▼
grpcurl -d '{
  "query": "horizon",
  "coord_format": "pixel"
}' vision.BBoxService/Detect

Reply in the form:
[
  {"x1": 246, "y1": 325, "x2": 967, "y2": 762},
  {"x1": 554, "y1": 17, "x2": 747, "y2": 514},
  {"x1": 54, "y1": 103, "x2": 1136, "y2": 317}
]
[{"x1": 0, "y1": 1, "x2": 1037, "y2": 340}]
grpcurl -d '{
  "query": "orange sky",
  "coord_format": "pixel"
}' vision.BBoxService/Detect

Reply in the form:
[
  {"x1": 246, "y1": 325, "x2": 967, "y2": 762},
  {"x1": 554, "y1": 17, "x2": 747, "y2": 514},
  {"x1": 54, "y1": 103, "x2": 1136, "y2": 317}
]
▲
TASK REQUIREMENTS: Retype the entries. Every line must match exactly.

COMPLETED TASK:
grpcurl -d '{
  "query": "horizon",
  "coord_format": "pixel"
}' vision.BBoxService/Detect

Reply in the form:
[
  {"x1": 246, "y1": 325, "x2": 967, "y2": 762},
  {"x1": 554, "y1": 17, "x2": 747, "y2": 514},
  {"x1": 54, "y1": 103, "x2": 1136, "y2": 317}
]
[{"x1": 0, "y1": 1, "x2": 1037, "y2": 340}]
grpcurl -d '{
  "query": "orange sky",
  "coord_format": "pixel"
}' vision.BBoxService/Detect

Reply in the form:
[
  {"x1": 246, "y1": 325, "x2": 967, "y2": 762},
  {"x1": 554, "y1": 17, "x2": 747, "y2": 514},
  {"x1": 54, "y1": 103, "x2": 1136, "y2": 317}
]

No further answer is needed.